(TEXT UNDER STUDY Opens)

They look great, really healthy.

I think if the the jar is sealed and in a dark space it would be good for at least a year or more, ive gone 6 months before opening a final jar and it seems unchanged.


----------



## Kill a Watt (Mar 26, 2013)

what is one thing you would do differently if you had the knowledge you knew now? mines would be keeping environment(humidity/temps) stable..


----------



## Dr. Robertsozki (Mar 27, 2013)

Kill a Watt said:
			
		

> nice. how long do you leave it in your jars? i heard the stuff goes bad after a few months.. my cuz was tellin me i gotta smoke the herb before then lol




6-12 months but if you put it in the freezer i think it can be good for years


----------



## Dr. Robertsozki (Mar 27, 2013)

Kill a Watt said:
			
		

> plants are really filling out the gaps and widening. there is a nice even canopy for colas. the highest points of the canopy are the same height as the wine bottle.




looking good can't wait to see buds


----------



## Kill a Watt (Mar 28, 2013)

will post new photo soon. flowers are beginning to show.


----------



## Kill a Watt (Mar 30, 2013)

just ordered some colloidal silver to make some fem alien blackberry seeds


----------



## Kill a Watt (Mar 31, 2013)

alien blackberry showin the flower hairs 

the one with the 3 plants are from left to right blue widow, alien blackberry and big bud.

blue widow vegged for 3 weeks to get to that size. big bud is in week 5 still getting more plump daily. i had to chop off the top cola bc of bud rot.. freaking lame.. 4.5" tall nug


----------



## Kill a Watt (Mar 31, 2013)

look what i scored today for $1 a piece. i have 2 pairs of fiskars but couldn't resist picking up some more trimming shears.

(TEXT UNDER STUDY Closes)

• _EXERCISES_
1. Copy the forum thread word for word, starting at "I think if the" and ending at "(Mar 26, 2013)".
2. From the forum thread:
(a) How many months did a poster wait before opening a final jar that seemed unchanged?
(b) For how many weeks was the blue widow vegged?
(c) What did Kill a Watt pay for each of the new trimming shears?

(SOURCE MATERIAL Opens)

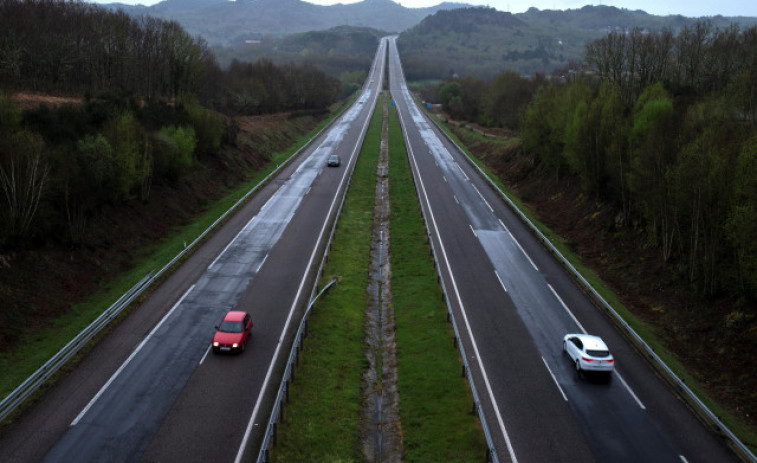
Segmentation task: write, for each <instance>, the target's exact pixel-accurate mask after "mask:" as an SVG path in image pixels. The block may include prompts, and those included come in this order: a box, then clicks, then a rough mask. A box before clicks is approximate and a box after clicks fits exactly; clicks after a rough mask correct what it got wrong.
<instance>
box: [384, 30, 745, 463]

(SOURCE MATERIAL Closes)

• _SOLVED PROBLEMS_
1.
I think if the the jar is sealed and in a dark space it would be good for at least a year or more, ive gone 6 months before opening a final jar and it seems unchanged.


----------



## Kill a Watt (Mar 26, 2013)

2.
(a) 6 months
(b) 3 weeks
(c) $1